**Stated problem:**
Each entry that follows must be output without any deviation.

Pointing dataset records:
============

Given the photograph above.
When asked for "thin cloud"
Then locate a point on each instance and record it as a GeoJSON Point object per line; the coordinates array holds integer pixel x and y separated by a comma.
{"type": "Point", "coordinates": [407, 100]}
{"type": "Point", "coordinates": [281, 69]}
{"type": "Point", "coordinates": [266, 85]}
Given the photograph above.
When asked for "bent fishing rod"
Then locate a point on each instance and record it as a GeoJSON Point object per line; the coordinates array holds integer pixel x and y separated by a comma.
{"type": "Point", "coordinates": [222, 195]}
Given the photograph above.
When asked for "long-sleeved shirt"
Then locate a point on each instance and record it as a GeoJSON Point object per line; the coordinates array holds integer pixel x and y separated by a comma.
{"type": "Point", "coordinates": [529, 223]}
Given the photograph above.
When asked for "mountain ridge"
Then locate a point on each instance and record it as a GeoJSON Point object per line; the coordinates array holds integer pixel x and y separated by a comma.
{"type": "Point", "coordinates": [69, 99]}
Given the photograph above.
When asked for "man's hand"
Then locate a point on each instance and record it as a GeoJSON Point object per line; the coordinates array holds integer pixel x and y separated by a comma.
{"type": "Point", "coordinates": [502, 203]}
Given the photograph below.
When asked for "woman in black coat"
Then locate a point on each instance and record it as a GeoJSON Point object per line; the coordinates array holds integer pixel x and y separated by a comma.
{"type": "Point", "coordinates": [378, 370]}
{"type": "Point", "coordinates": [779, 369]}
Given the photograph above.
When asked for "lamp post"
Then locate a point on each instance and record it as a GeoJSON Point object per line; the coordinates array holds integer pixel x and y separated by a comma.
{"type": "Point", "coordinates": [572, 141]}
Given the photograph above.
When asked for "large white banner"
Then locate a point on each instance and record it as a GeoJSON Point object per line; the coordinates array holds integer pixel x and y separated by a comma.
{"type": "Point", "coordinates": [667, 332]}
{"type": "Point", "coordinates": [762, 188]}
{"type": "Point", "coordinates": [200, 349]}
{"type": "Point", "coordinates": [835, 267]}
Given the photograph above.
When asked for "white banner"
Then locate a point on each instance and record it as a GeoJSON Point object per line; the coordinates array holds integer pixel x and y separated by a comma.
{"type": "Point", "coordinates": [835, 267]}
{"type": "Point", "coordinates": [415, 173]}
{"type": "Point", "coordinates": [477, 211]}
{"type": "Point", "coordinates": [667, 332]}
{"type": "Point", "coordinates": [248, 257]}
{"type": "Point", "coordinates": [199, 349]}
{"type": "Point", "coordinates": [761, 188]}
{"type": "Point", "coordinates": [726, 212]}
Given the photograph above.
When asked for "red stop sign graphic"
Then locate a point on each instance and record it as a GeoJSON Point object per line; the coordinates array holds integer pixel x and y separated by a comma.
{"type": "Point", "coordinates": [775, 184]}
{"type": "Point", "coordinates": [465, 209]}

============

**Response:**
Given the photograph above.
When asked for "thin cloud"
Then locate a point on each instance and record it as a GeoJSON Point object per line; the coordinates array holds integer pixel x and y separated by a comma.
{"type": "Point", "coordinates": [407, 100]}
{"type": "Point", "coordinates": [281, 69]}
{"type": "Point", "coordinates": [266, 85]}
Given the photograph above.
When asked for "bent fishing rod"
Then locate a point on each instance and record it as a GeoJSON Point object per line; the coordinates array holds integer pixel x and y separated by a comma.
{"type": "Point", "coordinates": [222, 195]}
Given the photograph above.
When asked for "long-sleeved shirt"
Then locate a point on each instance and record it as a GeoJSON Point object per line; the coordinates array holds integer pixel x and y separated by a comma.
{"type": "Point", "coordinates": [529, 223]}
Given the photograph above.
When asked for "mountain ridge"
Then locate a point on each instance and record it as a GeoJSON Point object per line; the coordinates array holds integer pixel x and y separated by a comma.
{"type": "Point", "coordinates": [69, 99]}
Given the photograph above.
When asked for "man's hand"
Then locate a point on each instance and record it as a GeoJSON Point object per line; the coordinates array holds integer pixel x and y separated by a comma.
{"type": "Point", "coordinates": [502, 203]}
Given the photograph below.
When asked for "woman in black coat"
Then locate a point on each instance and record it as a GeoJSON Point object per line; the coordinates array holds integer pixel x and y separated by a comma.
{"type": "Point", "coordinates": [378, 370]}
{"type": "Point", "coordinates": [779, 369]}
Given the photograph above.
When asked for "lamp post"
Then locate a point on each instance and record it as a GeoJSON Point object per line; the coordinates array holds integer pixel x and y separated by a comma.
{"type": "Point", "coordinates": [572, 141]}
Given the photograph above.
When asked for "large white banner"
Then locate a point on each instance and record it as a GeoJSON Point object per line; the coordinates array holds integer pixel x and y separated by a comma.
{"type": "Point", "coordinates": [667, 332]}
{"type": "Point", "coordinates": [762, 188]}
{"type": "Point", "coordinates": [200, 349]}
{"type": "Point", "coordinates": [835, 267]}
Given the photograph above.
When asked for "white banner"
Then locate a point on each instance and record it as a GeoJSON Point object per line; the coordinates array holds integer pixel x and y separated by a comma.
{"type": "Point", "coordinates": [835, 267]}
{"type": "Point", "coordinates": [415, 173]}
{"type": "Point", "coordinates": [477, 211]}
{"type": "Point", "coordinates": [667, 332]}
{"type": "Point", "coordinates": [248, 257]}
{"type": "Point", "coordinates": [199, 349]}
{"type": "Point", "coordinates": [761, 188]}
{"type": "Point", "coordinates": [726, 212]}
Given the photograph above.
When asked for "red stop sign graphic"
Then locate a point on each instance and record it as a GeoJSON Point object per line; the coordinates array holds integer pixel x and y separated by a comma.
{"type": "Point", "coordinates": [775, 184]}
{"type": "Point", "coordinates": [465, 209]}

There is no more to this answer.